Tasks for this exercise:
a: In the tuberculosis text, on what date is TB Awareness Day acknowledged?
b: Retype the tuberculosis text from "Understanding tuberculosis" up to and including "organs they infect.".

Given text:
Understanding tuberculosis

March 1 marks the beginning of Tuberculosis (TB) Awareness Month, with TB Awareness Day being acknowledged on March 24.

TB is a bacterial infection which can spread through the lymph nodes and bloodstream to any organ in your body.

It is most often found in the lungs with most people, who are exposed to TB, never developing symptoms because the bacteria can live in an inactive form in the body.

But if the immune system weakens, such as in people with HIV or elderly adults, TB bacteria can become active.

In their active state, TB bacteria cause death of tissue in the organs they infect.

Active TB disease can be fatal if left untreated.

Since the bacteria which causes tuberculosis is transmitted through the air, the disease can be contagious.

Infection is most likely to occur if you are exposed to someone with TB on a day-to-day basis, such as living or working in close quarters with someone who has the active disease.

TB was once a widespread disease and was virtually wiped out with the help of antibiotics developed in the 1950s, but the disease has resurfaced in potent new forms, namely multidrug-resistant TB (MDR-TB) and extreme drug-resistant TB (XDR-TB).

Today, these new and dangerous forms of the disease have created a public health crisis in many large cities worldwide.

If you have TB, in its active or latent state, you must seek medical treatment.

If you have TB, you may have these symptoms:

* Overall sensation of feeling unwell.

* Cough, possibly with bloody mucus.

* Fatigue.

* Shortness of breath.

* Weight loss.

* Slight fever.

* Night sweats.

* Pain in the chest.

Virtually all of the symptoms of tuberculosis can be confused with symptoms of other diseases. Bloody mucus, for example, can also be a symptom of bronchitis or pneumonia.

An evaluation by your doctor is key to confirming whether you have latent TB infection, active TB disease, or some other condition.

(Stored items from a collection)
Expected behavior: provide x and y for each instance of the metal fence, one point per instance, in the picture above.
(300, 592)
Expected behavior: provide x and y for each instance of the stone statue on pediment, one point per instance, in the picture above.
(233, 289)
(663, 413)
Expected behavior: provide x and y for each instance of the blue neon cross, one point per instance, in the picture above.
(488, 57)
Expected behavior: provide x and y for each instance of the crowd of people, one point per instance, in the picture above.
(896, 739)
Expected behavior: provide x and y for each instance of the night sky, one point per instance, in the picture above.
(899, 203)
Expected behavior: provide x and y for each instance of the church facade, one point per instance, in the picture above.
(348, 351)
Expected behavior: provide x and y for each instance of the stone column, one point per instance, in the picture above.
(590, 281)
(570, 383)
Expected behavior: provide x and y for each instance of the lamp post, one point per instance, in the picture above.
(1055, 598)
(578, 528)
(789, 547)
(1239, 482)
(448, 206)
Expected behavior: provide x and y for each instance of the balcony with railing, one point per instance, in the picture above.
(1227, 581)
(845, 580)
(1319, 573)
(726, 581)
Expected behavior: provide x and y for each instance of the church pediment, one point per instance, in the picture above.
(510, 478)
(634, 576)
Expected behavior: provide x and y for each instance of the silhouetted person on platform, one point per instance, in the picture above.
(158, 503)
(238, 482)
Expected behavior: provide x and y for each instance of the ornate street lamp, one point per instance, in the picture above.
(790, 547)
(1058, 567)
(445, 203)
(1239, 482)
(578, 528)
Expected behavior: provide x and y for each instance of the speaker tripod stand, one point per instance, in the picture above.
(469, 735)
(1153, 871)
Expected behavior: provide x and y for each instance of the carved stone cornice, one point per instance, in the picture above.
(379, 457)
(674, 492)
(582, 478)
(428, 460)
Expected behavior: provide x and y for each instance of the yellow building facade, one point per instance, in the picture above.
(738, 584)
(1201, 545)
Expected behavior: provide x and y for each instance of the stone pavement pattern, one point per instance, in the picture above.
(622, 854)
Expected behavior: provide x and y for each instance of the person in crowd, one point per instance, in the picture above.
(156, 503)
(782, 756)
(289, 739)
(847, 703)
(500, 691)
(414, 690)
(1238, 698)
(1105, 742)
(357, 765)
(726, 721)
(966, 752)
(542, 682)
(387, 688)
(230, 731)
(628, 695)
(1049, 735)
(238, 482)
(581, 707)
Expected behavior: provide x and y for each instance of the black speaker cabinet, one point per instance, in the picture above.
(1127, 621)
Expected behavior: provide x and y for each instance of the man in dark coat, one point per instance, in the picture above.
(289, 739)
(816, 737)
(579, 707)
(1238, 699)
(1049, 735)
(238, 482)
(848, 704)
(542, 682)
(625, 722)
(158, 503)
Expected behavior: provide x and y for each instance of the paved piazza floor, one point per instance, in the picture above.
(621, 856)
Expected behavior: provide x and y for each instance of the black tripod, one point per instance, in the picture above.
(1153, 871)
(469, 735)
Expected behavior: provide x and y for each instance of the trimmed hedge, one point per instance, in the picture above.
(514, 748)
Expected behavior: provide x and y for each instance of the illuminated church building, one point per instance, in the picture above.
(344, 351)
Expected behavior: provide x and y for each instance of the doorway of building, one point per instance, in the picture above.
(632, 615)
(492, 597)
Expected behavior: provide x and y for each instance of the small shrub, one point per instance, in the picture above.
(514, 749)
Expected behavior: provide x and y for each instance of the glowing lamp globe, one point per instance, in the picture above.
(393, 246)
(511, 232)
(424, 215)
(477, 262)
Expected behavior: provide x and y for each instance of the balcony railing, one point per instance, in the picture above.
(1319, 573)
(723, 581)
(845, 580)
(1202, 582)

Solutions to the tasks:
a: March 24.

b:
Understanding tuberculosis

March 1 marks the beginning of Tuberculosis (TB) Awareness Month, with TB Awareness Day being acknowledged on March 24.

TB is a bacterial infection which can spread through the lymph nodes and bloodstream to any organ in your body.

It is most often found in the lungs with most people, who are exposed to TB, never developing symptoms because the bacteria can live in an inactive form in the body.

But if the immune system weakens, such as in people with HIV or elderly adults, TB bacteria can become active.

In their active state, TB bacteria cause death of tissue in the organs they infect.